(Stored dataset items)

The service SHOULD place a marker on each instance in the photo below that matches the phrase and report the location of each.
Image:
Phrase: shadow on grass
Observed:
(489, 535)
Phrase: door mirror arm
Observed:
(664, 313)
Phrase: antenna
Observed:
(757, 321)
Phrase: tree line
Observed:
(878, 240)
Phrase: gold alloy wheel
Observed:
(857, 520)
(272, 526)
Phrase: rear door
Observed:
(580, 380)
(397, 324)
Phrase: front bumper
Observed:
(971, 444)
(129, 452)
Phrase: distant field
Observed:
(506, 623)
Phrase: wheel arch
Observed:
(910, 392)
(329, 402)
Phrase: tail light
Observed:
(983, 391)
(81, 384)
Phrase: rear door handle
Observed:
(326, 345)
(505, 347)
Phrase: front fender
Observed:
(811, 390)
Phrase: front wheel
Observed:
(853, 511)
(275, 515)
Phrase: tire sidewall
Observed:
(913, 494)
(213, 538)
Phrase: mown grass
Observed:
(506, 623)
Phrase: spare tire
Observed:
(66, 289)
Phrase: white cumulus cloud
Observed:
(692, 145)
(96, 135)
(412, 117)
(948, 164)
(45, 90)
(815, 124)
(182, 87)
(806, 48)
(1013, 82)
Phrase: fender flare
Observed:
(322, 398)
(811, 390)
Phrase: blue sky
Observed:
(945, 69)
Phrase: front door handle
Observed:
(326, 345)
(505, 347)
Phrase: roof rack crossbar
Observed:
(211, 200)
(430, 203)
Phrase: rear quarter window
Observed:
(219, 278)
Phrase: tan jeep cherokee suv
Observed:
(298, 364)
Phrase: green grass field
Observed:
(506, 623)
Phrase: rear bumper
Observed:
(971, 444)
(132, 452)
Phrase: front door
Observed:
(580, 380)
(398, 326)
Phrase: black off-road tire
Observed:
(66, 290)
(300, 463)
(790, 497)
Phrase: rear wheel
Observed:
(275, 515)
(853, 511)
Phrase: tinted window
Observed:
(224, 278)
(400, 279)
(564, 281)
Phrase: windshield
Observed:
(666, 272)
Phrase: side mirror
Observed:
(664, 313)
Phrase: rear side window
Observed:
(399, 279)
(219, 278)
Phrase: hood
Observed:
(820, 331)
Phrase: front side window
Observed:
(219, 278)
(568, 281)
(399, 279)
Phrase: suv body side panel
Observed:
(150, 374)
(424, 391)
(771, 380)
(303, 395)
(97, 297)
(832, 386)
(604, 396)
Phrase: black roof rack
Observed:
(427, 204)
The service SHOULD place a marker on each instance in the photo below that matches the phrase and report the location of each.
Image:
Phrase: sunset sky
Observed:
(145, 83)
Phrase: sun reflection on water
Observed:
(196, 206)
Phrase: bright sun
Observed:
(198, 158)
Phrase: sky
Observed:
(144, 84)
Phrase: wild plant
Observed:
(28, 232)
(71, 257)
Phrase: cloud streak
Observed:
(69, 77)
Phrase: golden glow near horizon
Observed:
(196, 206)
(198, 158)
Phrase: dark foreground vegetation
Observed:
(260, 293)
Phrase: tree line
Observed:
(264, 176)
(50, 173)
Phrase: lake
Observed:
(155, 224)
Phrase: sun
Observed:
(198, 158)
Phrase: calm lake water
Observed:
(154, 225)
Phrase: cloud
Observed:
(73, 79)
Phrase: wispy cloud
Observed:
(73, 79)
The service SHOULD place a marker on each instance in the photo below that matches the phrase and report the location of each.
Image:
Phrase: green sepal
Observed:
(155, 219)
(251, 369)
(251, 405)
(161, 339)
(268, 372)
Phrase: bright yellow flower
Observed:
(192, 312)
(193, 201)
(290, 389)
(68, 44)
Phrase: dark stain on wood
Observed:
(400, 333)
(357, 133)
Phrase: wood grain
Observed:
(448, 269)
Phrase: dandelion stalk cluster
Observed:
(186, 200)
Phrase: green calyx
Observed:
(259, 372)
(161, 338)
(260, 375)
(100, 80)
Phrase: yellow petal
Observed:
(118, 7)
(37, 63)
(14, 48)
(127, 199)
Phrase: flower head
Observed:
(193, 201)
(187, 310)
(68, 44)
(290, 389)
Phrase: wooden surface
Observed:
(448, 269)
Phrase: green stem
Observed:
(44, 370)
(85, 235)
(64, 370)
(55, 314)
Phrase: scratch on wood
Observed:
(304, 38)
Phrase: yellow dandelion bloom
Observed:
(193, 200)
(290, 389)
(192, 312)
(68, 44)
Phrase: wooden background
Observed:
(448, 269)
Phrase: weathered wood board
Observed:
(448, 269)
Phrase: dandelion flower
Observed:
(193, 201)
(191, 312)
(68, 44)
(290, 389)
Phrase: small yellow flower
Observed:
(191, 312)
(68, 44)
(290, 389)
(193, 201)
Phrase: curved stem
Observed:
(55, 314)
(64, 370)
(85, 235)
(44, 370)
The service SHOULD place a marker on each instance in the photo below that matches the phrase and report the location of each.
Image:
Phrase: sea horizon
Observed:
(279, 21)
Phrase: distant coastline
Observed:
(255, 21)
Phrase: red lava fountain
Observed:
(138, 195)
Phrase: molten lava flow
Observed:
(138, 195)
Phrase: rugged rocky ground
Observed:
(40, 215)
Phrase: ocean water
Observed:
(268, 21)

**Aim of the task**.
Could you retype exactly the lines from the first one of the records through the line containing "Phrase: gold alloy wheel", both included, and nothing more?

**Completed exercise**.
The service SHOULD place a marker on each instance in the photo below that matches the phrase and report the location of each.
Image:
Phrase: shadow on grass
Observed:
(489, 535)
Phrase: door mirror arm
Observed:
(664, 313)
Phrase: antenna
Observed:
(757, 321)
Phrase: tree line
Observed:
(878, 240)
Phrase: gold alloy wheel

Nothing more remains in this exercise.